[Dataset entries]

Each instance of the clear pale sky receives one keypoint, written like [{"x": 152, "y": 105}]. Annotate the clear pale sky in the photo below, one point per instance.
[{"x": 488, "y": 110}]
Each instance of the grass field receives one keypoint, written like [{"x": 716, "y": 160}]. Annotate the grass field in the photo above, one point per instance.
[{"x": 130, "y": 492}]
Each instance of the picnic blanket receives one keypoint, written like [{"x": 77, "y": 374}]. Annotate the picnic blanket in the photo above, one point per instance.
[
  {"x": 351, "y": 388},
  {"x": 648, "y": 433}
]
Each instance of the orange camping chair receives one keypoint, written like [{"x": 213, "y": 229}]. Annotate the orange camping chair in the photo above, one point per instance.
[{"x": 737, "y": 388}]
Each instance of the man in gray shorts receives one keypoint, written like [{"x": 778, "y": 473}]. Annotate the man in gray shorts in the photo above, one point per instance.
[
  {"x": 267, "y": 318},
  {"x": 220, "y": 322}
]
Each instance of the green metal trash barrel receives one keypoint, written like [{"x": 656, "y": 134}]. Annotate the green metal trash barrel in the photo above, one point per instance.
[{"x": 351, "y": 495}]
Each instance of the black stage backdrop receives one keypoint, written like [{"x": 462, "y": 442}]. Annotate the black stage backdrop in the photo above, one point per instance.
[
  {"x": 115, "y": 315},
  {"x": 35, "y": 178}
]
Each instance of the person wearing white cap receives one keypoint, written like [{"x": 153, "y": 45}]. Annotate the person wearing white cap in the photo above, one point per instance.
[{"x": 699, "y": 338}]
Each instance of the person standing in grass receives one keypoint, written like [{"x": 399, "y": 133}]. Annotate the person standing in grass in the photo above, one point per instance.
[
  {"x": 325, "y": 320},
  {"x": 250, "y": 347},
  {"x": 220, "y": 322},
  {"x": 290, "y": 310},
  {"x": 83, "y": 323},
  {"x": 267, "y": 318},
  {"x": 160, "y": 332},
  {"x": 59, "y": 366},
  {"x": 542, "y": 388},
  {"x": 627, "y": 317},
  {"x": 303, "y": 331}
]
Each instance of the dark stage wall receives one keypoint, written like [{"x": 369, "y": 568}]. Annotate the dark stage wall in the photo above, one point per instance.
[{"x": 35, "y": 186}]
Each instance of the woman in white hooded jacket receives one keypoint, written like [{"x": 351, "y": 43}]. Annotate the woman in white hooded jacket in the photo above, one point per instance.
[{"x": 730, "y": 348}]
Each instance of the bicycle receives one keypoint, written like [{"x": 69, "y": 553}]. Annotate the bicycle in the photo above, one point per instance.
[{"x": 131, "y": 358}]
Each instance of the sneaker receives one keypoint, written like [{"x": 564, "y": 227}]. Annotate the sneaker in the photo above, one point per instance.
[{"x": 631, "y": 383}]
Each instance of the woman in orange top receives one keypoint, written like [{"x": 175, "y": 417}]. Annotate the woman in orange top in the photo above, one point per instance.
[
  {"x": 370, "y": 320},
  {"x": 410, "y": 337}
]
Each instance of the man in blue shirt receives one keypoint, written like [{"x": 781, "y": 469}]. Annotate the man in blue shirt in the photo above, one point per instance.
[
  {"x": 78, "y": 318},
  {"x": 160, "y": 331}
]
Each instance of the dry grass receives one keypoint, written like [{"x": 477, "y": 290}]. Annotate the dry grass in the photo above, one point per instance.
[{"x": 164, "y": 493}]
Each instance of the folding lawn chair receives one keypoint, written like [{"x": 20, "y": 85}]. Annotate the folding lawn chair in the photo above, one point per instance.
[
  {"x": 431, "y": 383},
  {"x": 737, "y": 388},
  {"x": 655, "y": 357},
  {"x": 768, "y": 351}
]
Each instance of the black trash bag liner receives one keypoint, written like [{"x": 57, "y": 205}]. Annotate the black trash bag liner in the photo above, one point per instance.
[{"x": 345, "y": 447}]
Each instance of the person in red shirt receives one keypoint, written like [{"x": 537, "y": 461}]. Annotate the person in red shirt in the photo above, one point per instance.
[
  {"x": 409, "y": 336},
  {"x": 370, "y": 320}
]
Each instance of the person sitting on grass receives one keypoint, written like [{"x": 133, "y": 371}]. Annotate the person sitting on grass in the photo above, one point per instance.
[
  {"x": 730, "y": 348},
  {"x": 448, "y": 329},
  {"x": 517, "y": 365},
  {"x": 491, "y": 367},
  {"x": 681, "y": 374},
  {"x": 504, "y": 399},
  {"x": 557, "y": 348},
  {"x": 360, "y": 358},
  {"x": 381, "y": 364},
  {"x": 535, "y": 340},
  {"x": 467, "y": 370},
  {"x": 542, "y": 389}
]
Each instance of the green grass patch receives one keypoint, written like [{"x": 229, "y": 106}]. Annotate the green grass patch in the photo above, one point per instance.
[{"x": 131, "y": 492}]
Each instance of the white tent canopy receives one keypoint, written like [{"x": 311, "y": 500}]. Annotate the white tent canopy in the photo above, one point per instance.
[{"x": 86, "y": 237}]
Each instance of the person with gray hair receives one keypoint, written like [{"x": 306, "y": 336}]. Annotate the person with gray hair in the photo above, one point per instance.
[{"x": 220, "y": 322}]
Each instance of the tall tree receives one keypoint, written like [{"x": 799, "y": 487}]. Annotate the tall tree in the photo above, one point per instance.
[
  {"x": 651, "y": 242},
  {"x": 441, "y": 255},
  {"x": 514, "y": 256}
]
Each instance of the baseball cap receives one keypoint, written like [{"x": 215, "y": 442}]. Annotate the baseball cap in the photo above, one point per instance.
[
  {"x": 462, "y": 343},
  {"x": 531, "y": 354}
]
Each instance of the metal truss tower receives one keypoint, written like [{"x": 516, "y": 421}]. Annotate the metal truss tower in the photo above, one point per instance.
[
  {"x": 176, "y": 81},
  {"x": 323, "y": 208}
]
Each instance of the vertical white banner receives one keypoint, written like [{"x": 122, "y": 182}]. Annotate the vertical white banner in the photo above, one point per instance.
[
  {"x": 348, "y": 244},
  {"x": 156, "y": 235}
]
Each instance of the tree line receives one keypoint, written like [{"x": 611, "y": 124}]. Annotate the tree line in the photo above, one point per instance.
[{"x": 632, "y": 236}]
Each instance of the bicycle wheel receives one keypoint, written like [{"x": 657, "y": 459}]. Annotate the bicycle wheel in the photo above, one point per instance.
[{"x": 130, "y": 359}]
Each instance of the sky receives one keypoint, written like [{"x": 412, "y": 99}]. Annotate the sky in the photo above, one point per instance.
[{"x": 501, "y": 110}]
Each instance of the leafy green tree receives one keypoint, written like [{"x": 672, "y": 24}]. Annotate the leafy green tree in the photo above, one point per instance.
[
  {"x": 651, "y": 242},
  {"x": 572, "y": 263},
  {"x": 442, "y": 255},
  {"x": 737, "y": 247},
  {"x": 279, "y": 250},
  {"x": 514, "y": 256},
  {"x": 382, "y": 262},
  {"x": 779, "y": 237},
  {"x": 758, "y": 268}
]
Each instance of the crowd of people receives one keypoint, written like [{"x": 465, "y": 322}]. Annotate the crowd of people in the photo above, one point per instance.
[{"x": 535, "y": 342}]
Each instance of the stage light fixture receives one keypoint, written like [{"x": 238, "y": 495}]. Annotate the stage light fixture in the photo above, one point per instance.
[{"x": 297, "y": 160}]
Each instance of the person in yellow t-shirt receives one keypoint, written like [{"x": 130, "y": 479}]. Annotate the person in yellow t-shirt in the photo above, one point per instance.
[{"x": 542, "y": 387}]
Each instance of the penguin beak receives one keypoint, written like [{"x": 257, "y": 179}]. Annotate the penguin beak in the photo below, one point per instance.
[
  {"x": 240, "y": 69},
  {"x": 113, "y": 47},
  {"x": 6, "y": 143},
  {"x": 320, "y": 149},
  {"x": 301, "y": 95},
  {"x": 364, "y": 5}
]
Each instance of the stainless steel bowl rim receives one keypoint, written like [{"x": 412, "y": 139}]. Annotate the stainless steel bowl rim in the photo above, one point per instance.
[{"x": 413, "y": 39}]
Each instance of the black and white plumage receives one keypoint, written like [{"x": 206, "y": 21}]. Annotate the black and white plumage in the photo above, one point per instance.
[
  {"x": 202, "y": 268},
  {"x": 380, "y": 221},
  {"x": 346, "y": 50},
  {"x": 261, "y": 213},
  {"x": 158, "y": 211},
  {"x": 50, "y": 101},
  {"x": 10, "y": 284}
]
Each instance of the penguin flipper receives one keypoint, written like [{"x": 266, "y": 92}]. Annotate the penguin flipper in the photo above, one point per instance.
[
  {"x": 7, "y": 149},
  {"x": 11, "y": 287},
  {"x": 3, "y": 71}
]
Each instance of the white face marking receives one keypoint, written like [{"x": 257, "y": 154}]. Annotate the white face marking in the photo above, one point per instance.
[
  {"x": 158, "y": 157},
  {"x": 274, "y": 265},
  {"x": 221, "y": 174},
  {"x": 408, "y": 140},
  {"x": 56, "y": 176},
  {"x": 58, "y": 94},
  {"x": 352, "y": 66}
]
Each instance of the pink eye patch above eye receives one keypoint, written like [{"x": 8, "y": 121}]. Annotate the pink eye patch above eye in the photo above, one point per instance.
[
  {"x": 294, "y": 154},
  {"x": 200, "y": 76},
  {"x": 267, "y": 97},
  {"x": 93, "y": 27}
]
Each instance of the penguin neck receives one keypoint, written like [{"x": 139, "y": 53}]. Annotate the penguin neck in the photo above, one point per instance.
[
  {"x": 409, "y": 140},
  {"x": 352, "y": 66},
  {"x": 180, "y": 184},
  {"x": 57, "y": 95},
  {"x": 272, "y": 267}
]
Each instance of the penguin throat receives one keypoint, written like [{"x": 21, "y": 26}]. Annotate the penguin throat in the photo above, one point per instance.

→ **TASK INSTRUCTIONS**: The lines to return run from the one containing "Each instance of the penguin neck" through the last line of the records above. Give them exactly and include nothing more.

→ **TASK RESULT**:
Each instance of the penguin neck receives one keypoint, written like [{"x": 139, "y": 53}]. Annotate the penguin neck in the photo above, one point per instance.
[
  {"x": 409, "y": 140},
  {"x": 352, "y": 66},
  {"x": 180, "y": 184},
  {"x": 57, "y": 95},
  {"x": 272, "y": 267}
]
Each instance of the penguin throat receives one keypoint, written like [{"x": 21, "y": 26}]. Annotate the penguin throat in the photo above, one point per instance.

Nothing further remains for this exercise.